------ INFORMATION PROVIDED ------
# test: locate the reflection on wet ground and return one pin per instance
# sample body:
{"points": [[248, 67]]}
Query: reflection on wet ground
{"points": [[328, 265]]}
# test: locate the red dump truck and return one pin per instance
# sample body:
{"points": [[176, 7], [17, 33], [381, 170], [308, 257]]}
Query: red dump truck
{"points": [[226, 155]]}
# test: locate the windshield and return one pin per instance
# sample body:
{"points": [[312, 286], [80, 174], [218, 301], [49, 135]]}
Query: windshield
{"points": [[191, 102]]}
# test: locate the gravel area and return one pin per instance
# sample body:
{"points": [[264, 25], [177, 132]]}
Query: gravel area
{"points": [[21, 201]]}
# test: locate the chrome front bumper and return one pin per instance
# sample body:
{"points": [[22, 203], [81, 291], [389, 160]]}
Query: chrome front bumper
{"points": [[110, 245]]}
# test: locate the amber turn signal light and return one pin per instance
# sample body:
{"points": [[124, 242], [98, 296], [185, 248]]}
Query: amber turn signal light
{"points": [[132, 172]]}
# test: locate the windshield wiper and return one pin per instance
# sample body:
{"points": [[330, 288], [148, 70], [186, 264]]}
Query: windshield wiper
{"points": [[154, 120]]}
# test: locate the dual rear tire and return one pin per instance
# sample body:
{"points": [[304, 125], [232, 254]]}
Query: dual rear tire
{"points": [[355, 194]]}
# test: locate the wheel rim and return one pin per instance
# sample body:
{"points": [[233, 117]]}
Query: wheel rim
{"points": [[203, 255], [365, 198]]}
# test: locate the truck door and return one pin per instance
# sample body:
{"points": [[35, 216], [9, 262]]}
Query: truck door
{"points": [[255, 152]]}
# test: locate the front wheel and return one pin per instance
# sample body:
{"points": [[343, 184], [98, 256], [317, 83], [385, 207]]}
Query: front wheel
------
# WHAT TO WORK ON
Considering only the records above, state the number of lines that include the word "return", with nothing added.

# ANSWER BOX
11